■ What you are asked to do ■
Rescale the lines from the first one through the line with "[(215, 152)]", both included. Write them all out again, requests included, with every coordinate in the answers multiplied by 1.85 and rounded to a whole number, halves rounding up.

■ Stored dataset items ■
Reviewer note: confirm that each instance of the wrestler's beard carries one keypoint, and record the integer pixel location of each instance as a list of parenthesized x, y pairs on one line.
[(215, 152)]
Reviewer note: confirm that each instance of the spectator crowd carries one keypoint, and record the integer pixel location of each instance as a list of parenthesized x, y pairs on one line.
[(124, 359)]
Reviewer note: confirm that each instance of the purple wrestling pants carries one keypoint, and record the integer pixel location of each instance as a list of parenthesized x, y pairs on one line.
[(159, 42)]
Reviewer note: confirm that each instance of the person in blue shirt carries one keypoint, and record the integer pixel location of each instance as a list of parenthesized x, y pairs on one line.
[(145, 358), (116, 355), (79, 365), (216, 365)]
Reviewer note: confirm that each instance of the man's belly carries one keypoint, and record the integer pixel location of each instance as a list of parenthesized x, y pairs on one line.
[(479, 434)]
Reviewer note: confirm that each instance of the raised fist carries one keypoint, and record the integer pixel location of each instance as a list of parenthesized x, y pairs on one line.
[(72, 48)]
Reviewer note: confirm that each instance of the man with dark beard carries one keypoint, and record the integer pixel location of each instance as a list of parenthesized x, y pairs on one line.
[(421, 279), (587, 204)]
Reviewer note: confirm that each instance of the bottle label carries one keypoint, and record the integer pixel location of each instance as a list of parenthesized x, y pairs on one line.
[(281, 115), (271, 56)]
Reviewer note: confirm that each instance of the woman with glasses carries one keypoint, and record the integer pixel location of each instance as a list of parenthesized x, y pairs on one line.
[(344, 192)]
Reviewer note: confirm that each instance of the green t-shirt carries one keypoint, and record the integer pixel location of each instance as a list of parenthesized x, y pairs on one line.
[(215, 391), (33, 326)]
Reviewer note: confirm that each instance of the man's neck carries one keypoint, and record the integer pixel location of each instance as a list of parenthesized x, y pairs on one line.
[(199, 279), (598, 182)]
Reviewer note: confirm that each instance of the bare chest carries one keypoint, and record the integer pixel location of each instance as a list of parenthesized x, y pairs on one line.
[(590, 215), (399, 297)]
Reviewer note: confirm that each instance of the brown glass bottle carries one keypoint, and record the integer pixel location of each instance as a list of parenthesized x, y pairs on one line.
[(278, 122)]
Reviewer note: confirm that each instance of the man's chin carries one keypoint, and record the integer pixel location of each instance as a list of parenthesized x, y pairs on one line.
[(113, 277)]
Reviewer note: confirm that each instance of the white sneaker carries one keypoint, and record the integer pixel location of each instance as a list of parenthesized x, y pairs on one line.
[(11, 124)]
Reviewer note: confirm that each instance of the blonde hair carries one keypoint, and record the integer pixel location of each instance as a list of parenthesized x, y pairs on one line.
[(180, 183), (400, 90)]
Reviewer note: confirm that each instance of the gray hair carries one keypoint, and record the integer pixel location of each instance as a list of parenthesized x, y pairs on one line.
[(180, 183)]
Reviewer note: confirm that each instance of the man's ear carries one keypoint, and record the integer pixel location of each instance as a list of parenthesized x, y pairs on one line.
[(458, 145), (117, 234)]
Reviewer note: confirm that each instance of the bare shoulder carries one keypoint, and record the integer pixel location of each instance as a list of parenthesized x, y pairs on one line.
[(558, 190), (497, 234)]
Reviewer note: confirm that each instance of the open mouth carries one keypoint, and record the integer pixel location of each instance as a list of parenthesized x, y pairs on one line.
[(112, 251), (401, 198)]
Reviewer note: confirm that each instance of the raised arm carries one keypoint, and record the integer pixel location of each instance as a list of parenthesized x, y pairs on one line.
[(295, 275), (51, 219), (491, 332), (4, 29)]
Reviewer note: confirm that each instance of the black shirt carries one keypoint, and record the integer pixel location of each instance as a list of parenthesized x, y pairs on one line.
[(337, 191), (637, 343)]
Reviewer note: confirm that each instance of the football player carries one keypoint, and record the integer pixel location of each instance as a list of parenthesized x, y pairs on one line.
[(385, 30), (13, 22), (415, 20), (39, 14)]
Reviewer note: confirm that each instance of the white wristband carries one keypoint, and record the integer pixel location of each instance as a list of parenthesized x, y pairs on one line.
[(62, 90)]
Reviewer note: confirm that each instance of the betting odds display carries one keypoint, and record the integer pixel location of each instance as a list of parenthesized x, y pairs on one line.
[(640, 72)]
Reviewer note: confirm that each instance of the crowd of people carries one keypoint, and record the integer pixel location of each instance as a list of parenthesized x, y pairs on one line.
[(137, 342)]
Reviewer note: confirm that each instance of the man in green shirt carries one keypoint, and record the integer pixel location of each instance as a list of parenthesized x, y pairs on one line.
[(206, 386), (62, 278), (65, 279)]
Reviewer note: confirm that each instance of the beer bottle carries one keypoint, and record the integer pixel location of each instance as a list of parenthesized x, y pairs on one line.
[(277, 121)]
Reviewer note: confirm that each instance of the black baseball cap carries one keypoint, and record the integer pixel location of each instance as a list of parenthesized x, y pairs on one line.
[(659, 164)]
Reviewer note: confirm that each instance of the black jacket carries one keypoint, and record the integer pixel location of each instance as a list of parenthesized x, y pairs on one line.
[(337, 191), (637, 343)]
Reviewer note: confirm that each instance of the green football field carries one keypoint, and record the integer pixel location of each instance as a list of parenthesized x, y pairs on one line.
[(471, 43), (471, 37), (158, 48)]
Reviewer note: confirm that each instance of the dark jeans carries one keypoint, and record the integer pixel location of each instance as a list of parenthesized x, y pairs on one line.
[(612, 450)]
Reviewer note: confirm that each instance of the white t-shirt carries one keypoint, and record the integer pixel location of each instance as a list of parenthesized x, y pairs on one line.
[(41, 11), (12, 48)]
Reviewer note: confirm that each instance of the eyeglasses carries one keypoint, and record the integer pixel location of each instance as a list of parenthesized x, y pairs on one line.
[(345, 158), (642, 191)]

■ Output of the task ■
Reviewer note: confirm that each instance of the wrestler's beard carries one keypoint, and record the integer pixel location of each instance as a list of parenthesized x, y pairs on one line.
[(398, 281)]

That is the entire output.